• Work to be completed:
Quote every line of the listing below word for word, leaving out the pictures.

• Items:
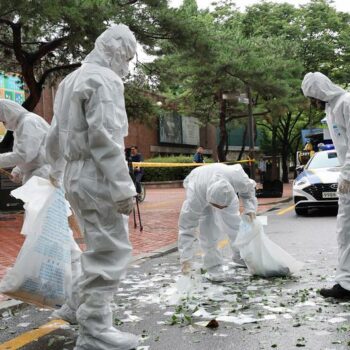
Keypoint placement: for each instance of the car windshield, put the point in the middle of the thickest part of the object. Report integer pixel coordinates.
(323, 160)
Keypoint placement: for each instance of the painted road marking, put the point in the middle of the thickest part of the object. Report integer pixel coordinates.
(34, 335)
(286, 210)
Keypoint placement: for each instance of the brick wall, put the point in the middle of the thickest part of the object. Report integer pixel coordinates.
(45, 106)
(142, 135)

• Answer:
Keypoint placement: for each instance of the car windshield, put the point in the middle of the thickest part of the object. Report integer pixel coordinates.
(323, 160)
Keypoint placement: for each instance of the painted road marking, put the point in the middle of the thickest part of the object. Report integer pixel coordinates.
(34, 335)
(286, 210)
Keypoint placement: for each instance of the brick wall, put the point in the middle of the thickest part of the object. Report integer pixel coordinates.
(45, 106)
(142, 135)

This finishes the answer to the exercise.